WHAT TO DO: Update the lines below, from the first one through the line containing "(23, 141), (28, 145)". Replace "yellow lichen patch" with "orange lichen patch" and leave everything else as it is.

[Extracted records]
▬▬▬▬▬▬▬▬▬▬

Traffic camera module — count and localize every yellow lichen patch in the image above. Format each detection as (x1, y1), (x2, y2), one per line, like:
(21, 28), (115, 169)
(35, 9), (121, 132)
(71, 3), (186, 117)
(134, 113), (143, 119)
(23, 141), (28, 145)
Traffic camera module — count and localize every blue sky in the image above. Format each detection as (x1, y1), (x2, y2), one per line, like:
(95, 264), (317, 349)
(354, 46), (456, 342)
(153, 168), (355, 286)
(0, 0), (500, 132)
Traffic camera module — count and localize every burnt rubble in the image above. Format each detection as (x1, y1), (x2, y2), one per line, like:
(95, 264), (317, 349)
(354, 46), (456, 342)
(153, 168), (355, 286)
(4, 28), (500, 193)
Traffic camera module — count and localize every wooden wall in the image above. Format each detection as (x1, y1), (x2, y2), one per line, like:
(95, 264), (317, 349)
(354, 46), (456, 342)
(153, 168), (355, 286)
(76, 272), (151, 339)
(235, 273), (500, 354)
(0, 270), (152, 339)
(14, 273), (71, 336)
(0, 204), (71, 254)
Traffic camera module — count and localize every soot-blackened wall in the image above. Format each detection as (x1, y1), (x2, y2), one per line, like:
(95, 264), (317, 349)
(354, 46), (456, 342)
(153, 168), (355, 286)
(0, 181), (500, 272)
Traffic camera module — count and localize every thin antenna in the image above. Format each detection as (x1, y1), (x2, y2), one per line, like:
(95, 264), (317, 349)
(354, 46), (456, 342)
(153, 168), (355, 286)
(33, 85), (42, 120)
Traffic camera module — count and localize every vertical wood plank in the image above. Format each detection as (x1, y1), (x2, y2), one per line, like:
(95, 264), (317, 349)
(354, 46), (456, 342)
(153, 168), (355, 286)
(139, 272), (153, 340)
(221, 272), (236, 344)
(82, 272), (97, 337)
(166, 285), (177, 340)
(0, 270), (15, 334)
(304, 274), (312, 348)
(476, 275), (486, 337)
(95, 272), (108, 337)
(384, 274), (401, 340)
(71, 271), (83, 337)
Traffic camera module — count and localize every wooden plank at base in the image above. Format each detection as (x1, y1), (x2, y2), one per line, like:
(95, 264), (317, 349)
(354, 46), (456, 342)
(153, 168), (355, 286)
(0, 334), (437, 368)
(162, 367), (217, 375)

▬▬▬▬▬▬▬▬▬▬

SOLUTION TO THE PROBLEM:
Traffic camera module — count and localize every orange lichen patch in the image above. Format each detection as (x1, y1), (x2, y2), one per line, like:
(21, 28), (115, 169)
(35, 9), (121, 132)
(71, 3), (186, 117)
(134, 113), (143, 119)
(23, 141), (28, 145)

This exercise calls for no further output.